__TÂCHE À RÉALISER 1__. Recopiez la notice sur The Puppet Masters en commençant par « Robert A. HEINLEIN » et en allant jusqu'à « d'une manière inattendue. » inclus.
__TÂCHE À RÉALISER 2__. Poursuivez, s'il vous plaît, la notice sur The Puppet Masters après sa dernière phrase.

__EXTRAIT DU DOCUMENT__.
━━━━━━━━━━━━━━━━

Robert A. HEINLEIN Titre original : The Puppet Masters, 1951 Première parution : Galaxy Science Fiction, septembre à novembre 1951. En volume, Doubleday, 11 octobre 1951ISFDB Traduction de Alain GLATIGNY Illustration de Stéphane DUMONT
DENOËL
(Paris, France), coll. Présence du futur n° 159 Dépôt légal : 4ème trimestre 1979 Roman, 320 pages, catégorie / prix : 3 ISBN : néant Format : 11,0 x 18,0 cm✅ Genre : Science-Fiction
En 2007, une soucoupe volante atterrit près de Des Moines, aux Etats-Unis. Elle vient de Titan, le sixième satellite de Saturne. Son équipage est composé de sortes de larves qui se fixent sur le dos des humains, comme des ventouses, et les transforment instantanément en marionnettes. Devant pareil fléau, le gouvernement est impuissant et il faudra la brillante intelligence du patron des services secrets pour vaincre les envahisseurs d'une manière inattendue.

━━━━━━━━━━━━━━━━

__DONNÉES ENREGISTRÉES__.
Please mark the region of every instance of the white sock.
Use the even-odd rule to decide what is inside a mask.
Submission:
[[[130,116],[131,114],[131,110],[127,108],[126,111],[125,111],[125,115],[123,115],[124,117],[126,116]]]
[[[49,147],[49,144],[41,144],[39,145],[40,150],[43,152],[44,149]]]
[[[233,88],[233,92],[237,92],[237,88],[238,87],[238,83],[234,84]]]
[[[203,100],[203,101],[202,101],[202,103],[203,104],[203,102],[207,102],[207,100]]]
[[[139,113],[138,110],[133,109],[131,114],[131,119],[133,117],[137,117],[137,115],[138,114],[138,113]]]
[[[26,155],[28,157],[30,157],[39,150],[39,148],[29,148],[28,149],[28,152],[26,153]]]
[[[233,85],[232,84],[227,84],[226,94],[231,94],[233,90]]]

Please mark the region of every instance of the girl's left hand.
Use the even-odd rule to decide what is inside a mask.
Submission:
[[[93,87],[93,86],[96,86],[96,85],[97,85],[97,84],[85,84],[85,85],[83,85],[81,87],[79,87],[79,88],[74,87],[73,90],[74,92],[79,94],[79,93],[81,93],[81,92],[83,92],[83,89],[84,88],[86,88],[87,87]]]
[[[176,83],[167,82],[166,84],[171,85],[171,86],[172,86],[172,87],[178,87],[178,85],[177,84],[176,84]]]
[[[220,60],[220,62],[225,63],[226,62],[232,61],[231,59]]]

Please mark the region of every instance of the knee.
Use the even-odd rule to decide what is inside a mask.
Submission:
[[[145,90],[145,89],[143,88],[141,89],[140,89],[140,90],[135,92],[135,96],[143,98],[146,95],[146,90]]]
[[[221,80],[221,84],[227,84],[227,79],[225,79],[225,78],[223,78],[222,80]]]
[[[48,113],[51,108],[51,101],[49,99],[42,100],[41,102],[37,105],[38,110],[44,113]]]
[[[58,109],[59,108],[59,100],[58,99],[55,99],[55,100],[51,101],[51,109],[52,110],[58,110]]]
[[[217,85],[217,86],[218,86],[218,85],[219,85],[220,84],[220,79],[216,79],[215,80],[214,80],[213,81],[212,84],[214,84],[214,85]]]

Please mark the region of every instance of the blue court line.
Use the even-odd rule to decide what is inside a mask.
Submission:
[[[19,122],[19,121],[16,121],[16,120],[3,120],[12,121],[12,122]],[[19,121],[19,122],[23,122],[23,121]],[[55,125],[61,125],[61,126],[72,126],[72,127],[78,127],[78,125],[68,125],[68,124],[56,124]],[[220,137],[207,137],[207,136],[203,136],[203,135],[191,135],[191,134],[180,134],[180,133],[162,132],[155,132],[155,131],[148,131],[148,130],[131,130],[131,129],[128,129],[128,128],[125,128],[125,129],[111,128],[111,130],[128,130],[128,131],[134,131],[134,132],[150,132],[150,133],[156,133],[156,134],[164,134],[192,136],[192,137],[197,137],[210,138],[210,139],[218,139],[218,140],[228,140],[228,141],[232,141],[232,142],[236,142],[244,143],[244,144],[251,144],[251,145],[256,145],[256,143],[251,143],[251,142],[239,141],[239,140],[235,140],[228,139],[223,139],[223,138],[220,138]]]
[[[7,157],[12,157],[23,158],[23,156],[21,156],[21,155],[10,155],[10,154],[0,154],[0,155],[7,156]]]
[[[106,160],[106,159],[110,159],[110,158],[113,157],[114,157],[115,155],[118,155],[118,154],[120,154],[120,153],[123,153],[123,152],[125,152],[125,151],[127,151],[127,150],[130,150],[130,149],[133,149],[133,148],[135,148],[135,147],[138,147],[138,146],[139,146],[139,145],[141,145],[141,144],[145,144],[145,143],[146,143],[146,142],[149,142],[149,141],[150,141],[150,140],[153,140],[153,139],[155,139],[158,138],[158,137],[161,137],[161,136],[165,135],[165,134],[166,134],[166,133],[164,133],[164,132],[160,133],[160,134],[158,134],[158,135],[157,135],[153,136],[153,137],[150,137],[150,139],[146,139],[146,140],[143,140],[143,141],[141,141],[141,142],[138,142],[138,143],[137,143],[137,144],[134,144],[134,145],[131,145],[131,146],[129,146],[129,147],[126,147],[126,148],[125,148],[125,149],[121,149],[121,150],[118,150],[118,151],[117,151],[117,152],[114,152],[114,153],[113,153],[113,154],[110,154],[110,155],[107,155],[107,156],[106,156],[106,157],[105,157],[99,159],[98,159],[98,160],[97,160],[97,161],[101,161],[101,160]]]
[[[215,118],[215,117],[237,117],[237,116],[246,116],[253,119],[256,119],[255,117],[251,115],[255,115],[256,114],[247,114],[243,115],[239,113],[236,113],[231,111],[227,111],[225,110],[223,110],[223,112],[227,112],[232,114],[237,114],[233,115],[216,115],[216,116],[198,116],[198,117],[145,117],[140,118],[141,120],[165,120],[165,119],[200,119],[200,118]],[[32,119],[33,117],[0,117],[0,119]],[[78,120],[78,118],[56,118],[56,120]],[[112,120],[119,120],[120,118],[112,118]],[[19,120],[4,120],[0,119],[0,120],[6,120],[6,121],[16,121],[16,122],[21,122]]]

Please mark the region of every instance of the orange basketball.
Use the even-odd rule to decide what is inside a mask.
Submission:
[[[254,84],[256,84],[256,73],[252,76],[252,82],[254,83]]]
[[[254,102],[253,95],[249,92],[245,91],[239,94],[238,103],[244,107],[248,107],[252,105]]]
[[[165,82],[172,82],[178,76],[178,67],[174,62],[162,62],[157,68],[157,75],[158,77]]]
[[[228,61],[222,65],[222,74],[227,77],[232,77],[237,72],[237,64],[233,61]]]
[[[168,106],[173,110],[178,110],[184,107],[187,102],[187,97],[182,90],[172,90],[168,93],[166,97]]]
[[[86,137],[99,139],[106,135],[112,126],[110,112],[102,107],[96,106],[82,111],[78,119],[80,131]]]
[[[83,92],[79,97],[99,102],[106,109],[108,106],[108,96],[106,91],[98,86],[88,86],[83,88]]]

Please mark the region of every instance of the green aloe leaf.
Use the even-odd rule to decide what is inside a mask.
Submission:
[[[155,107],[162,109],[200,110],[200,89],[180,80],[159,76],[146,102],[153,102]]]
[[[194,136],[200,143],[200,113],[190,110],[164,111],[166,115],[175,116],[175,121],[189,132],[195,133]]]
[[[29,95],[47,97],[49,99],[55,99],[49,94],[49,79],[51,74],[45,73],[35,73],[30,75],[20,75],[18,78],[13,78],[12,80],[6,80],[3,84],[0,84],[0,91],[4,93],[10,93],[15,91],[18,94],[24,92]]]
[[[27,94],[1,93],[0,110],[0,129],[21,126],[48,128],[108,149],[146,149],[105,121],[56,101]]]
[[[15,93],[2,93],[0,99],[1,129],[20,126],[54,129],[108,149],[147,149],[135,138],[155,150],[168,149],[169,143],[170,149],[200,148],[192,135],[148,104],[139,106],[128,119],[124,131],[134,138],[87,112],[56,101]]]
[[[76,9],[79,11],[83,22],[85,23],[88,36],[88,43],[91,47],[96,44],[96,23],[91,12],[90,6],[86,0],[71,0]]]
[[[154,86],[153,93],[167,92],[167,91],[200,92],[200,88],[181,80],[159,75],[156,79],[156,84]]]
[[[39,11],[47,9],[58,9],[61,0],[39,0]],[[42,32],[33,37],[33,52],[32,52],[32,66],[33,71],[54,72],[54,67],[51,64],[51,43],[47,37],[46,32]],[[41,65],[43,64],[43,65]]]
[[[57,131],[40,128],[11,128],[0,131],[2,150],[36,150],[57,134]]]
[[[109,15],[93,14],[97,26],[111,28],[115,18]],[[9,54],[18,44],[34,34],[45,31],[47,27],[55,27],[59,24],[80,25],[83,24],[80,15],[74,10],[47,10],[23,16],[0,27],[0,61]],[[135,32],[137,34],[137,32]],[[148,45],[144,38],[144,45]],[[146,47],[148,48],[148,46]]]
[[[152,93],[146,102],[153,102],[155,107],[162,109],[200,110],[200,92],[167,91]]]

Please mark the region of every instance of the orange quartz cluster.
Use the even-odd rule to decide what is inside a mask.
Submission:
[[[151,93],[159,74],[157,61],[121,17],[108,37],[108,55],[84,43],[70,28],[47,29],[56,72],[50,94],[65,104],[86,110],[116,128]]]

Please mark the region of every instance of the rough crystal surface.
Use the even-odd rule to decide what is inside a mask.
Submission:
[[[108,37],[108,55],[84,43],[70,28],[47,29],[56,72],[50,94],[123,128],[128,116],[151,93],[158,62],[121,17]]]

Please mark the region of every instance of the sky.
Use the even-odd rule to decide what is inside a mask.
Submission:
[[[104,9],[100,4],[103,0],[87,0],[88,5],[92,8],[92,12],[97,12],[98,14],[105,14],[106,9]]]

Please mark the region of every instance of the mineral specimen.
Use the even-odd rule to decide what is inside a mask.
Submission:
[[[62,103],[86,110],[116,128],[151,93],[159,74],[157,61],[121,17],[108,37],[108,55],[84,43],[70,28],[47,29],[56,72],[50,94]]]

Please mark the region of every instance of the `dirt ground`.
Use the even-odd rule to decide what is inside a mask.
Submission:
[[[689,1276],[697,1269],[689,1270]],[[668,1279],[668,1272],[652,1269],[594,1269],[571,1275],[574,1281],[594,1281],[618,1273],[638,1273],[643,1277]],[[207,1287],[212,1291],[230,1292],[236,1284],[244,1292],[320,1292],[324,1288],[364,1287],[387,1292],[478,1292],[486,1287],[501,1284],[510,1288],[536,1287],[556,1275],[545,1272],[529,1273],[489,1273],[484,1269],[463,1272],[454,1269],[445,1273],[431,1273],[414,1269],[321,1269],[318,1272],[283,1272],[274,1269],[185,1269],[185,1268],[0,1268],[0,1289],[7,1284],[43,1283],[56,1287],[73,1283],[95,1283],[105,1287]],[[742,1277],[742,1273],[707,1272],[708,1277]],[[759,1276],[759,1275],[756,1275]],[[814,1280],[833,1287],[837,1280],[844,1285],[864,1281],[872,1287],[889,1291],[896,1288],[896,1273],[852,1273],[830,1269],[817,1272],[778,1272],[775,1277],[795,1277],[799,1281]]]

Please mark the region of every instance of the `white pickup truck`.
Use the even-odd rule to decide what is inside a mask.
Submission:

━━━━━━━━━━━━━━━━

__ZONE DE RÉPONSE 1__.
Robert A. HEINLEIN Titre original : The Puppet Masters, 1951 Première parution : Galaxy Science Fiction, septembre à novembre 1951. En volume, Doubleday, 11 octobre 1951ISFDB Traduction de Alain GLATIGNY Illustration de Stéphane DUMONT
DENOËL
(Paris, France), coll. Présence du futur n° 159 Dépôt légal : 4ème trimestre 1979 Roman, 320 pages, catégorie / prix : 3 ISBN : néant Format : 11,0 x 18,0 cm✅ Genre : Science-Fiction
En 2007, une soucoupe volante atterrit près de Des Moines, aux Etats-Unis. Elle vient de Titan, le sixième satellite de Saturne. Son équipage est composé de sortes de larves qui se fixent sur le dos des humains, comme des ventouses, et les transforment instantanément en marionnettes. Devant pareil fléau, le gouvernement est impuissant et il faudra la brillante intelligence du patron des services secrets pour vaincre les envahisseurs d'une manière inattendue.

__ZONE DE RÉPONSE 2__.
L'auteur :
Né en 1907 dans le Missouri. Après avoir passé dix ans dans la Marine, il exerce divers métiers et mène des activités politiques. Sa première nouvelle paraît en 1939, mais c'est en 1940 qu'il fait ses véritables débuts avec les premiers fragments de son Histoire du Futur, et qu'il se place d'emblée parmi les chefs de file de la S.-F. classique américaine.
Paru quatre ans avant L'Invasion des Profanateurs de Jack Finney, l'autre classique du genre, Marionnettes humaines, s'il n'est sans doute pas à classer parmi les œuvres majeures de Robert Heinlein, est un roman qui occupe une place non négligeable dans l'histoire de la science-fiction, et qui, avec le recul, apparaît comme particulièrement symptomatique de l'époque à laquelle il a été écrit.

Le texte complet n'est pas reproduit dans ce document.